▸ TASKS
[1] In the post about the family house, in what year did the maternal grandfather build the house?
[2] Summarize the post about the family house in two sentences.
[3] Extend the post about the family house from where it stops.

▸ GIVEN PASSAGE

Thursday, November 18, 2010


Above, the house built by my maternal grandfather (see LINK for his unusual adventures) in 1923 in a compound of three homes near the family farms. One remains my uncle and aunt's residence and the other two (like the one above now owned by my mother) occasionally find members of the family temporarilyvisiting therein.

Above, the original house that burned to the ground on the day my grandparents' first child was born with a troubled delivery. Its ad hoc caretaker (a trusted, close relative) had gotten blind drunk and knocked over a lit lantern.

The sunken garden with the children's wading pool, formerly canopied and surrounded by irises. Frog seen from the back was a fountain, sundial at left, bird bath on right.
Above, view towards the small town from front yard.

Above, some of the long driveway entrance.

Above, two views of the porte-cochere (definition: carriage entrance through buildings,) first looking towards the back yard which used to have a log cabin museum and livestock pasture, both now part of my uncle's estate, and the vista via the driveway through the front yard of the estate.

▸ MATERIAL
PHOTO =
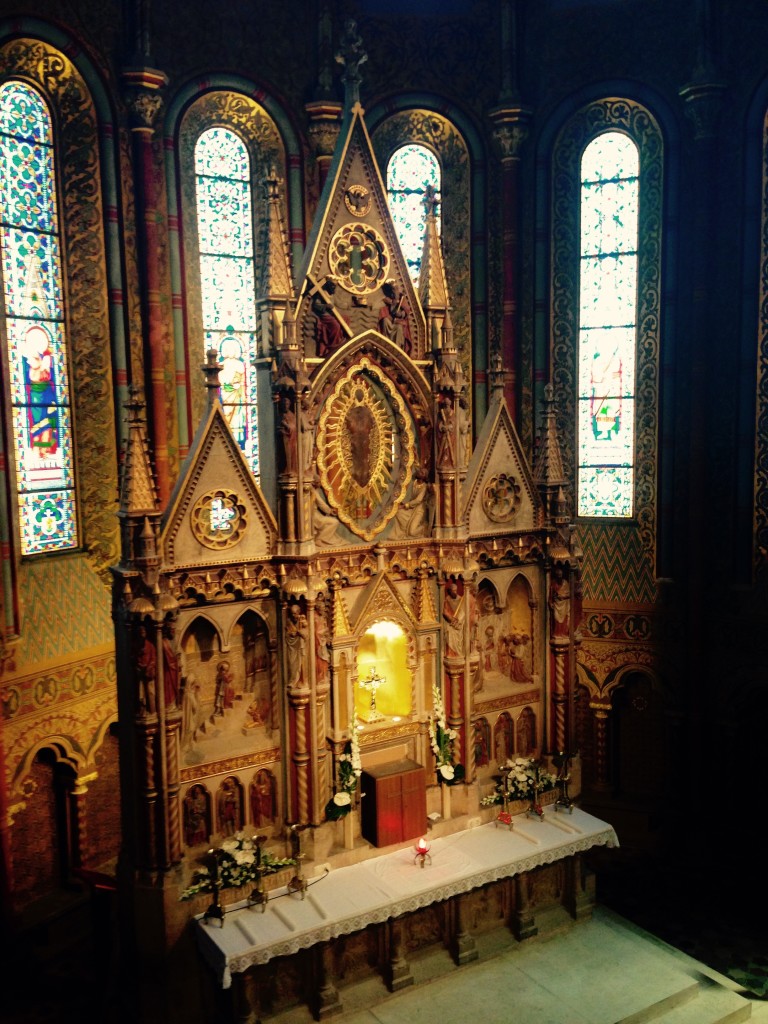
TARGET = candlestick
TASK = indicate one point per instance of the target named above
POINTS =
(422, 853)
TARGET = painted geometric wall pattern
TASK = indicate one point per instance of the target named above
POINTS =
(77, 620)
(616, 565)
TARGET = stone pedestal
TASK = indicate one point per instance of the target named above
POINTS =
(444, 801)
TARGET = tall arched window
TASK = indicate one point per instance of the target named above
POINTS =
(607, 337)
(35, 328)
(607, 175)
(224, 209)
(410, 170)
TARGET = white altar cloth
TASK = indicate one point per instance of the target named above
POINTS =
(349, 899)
---
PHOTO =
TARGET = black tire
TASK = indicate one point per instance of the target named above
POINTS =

▸ TASK ANSWERS
[1] 1923

[2] The maternal grandfather built the house in 1923 in a compound of three family homes near the family farms, and it is now owned by the writer's mother. The post also recalls the original house, which burned down on the day the grandparents' first child was born after a drunk caretaker knocked over a lit lantern, and it shows the sunken garden, the view toward the town, the long driveway, and the porte-cochere.

[3]
Abandoned gazebo

I stayed in my grandfather's separate bedroom, above. Nothing was changed after his death on October 17, 1989 (which was my birthday.)
Above, the parlor, much changed by my mother since my grandfather's death. Below, hand-painted vellum lampshade showing original house before its Southern Colonial facelift via
the front porch columns

Comestibles once were served by cooks like Fruzie Chambers and maids with names like Diora in the formal dining room (above, with a mirror filling in for the large oil painting of wild ducks that once was there) or in the breakfast nook.
The photos on the nook's back wall feature the house's only full-time residents, my grandparents. I photographed the one on the right of my grandfather who outlived his wife by 25 years, reaching 104 years with his health pretty much intact. Dachshunds helped.

More Southern Gothic: William Faulkner was our distant relation, and used to take the train up from Mississippi and sleep on the front porch of this very house. Drunk. My grandmother was an unconditionally forgiving, generous soul:
she quite liked him.

Below, children's playhouse shaped like original house, now next to a very large annex built onto one of the original houses enclosing a baronial great room.

Below, the dogs' graveyard, with four of ours--Crystal Scarborough (Golden Retriever,) Phaedra (Borzoi,) Morgan Le Fay (Scottish Deerhound) and Lucretia Borzoi (Russian Wolfhound)-- in the front yard of the estate under the holly tree.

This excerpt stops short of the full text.